Supplied text:
-----
Abstract
Context:
Tracheo-bronchial aspiration is the most invalidating condition which can happen to patients affected by dysphagia, especially when caused by central neurologic disorders; the associated pneumonia episodes represent the most frequent cause of death in these patients. Oro-pharyngo-esophageal scintigraphy (OPES) allows both functional imaging and semiquantitative evaluation of the subsequent phases of swallowing.
Case Report:
We evaluated by means of OPES a woman who had previously undergone high-dose external beam radiation therapy for a nasopharyngeal carcinoma, which determined tissue fibrosis and progressive dysphagia.
Conclusion:
In this patient with dysphagia, OPES was a simple, inexpensive, noninvasive, and reliable technique that allowed to show the presence of bolus aspiration and quantified tracheobronchial aspirate.
Keywords: Dysphagia, inhalation into tracheobronchial tree, management of aspiration, oro-pharyngo-esophageal scintigraphy
Introduction
Pathophysiologic studies of dysphagia have involved physicians from various specialties such as neurologists, gastroenterologists, otolaryngology, radiologists, and nuclear medicine physicians. Tracheobronchial aspiration is a common complication of dysphagia.
Tracheobronchial aspiration can be life-threatening by itself (because of suffocation) or as a consequence of an associated pneumonia ab ingestis. Aspiration is believed to be due to an alteration of oral and pharyngeal phases of swallow, related to neuromuscular incoordination and defective reflexes of cranial nerves IX, X, XI, and XII. Anatomic and pathophysiologic alterations of the upper aerodigestive tract such as fistulae, diverticulae, or changes resulting from surgery or radiation are other known causes of dysphagia.
-----
Extracted records:

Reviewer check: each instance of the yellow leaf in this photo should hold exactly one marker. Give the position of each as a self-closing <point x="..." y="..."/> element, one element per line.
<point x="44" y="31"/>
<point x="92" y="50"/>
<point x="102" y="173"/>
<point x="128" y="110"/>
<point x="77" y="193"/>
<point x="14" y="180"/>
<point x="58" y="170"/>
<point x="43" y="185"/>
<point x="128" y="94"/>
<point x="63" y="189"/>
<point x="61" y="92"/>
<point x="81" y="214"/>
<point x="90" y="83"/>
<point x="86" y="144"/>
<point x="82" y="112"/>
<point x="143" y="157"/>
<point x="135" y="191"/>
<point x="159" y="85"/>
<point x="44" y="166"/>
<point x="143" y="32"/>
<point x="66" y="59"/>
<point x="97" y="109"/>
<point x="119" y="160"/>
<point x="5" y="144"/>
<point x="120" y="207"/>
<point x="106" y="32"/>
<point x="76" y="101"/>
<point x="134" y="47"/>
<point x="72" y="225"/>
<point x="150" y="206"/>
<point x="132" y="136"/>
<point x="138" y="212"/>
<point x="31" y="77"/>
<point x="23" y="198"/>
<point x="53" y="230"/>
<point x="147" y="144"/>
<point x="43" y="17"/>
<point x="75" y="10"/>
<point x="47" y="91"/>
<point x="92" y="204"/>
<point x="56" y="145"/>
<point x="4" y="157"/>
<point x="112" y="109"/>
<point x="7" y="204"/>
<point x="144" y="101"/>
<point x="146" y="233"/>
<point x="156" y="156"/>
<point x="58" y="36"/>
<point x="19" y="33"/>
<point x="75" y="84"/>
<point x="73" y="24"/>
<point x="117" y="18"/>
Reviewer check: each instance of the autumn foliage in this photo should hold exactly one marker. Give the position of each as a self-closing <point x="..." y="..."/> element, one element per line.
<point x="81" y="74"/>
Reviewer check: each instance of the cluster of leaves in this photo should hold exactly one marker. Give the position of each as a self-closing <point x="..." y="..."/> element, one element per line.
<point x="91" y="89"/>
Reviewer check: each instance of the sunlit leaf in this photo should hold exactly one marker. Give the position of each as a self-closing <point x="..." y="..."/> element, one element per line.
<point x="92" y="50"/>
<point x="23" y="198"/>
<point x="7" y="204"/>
-----
Tasks to complete:
(1) According to the dysphagia case report, what treatment had the woman undergone before she was evaluated?
(2) Copy the dysphagia case report word for word, from "Tracheobronchial aspiration can" up to and including "causes of dysphagia.".
(3) Rewrite as a short bulleted list the paragraph of the dysphagia case report that begins "Tracheobronchial aspiration can be life-threatening", keeping its main facts.

Responses to the exercise:
(1) She had undergone high-dose external beam radiation therapy for a nasopharyngeal carcinoma.

(2)
Tracheobronchial aspiration can be life-threatening by itself (because of suffocation) or as a consequence of an associated pneumonia ab ingestis. Aspiration is believed to be due to an alteration of oral and pharyngeal phases of swallow, related to neuromuscular incoordination and defective reflexes of cranial nerves IX, X, XI, and XII. Anatomic and pathophysiologic alterations of the upper aerodigestive tract such as fistulae, diverticulae, or changes resulting from surgery or radiation are other known causes of dysphagia.

(3)
- Tracheobronchial aspiration can be life-threatening on its own through suffocation or through an associated pneumonia ab ingestis.
- Aspiration is believed to come from an alteration of the oral and pharyngeal phases of swallowing.
- That alteration is related to neuromuscular incoordination and defective reflexes of cranial nerves IX, X, XI, and XII.
- Other known causes of dysphagia are anatomic and pathophysiologic alterations of the upper aerodigestive tract, such as fistulae, diverticulae, or changes from surgery or radiation.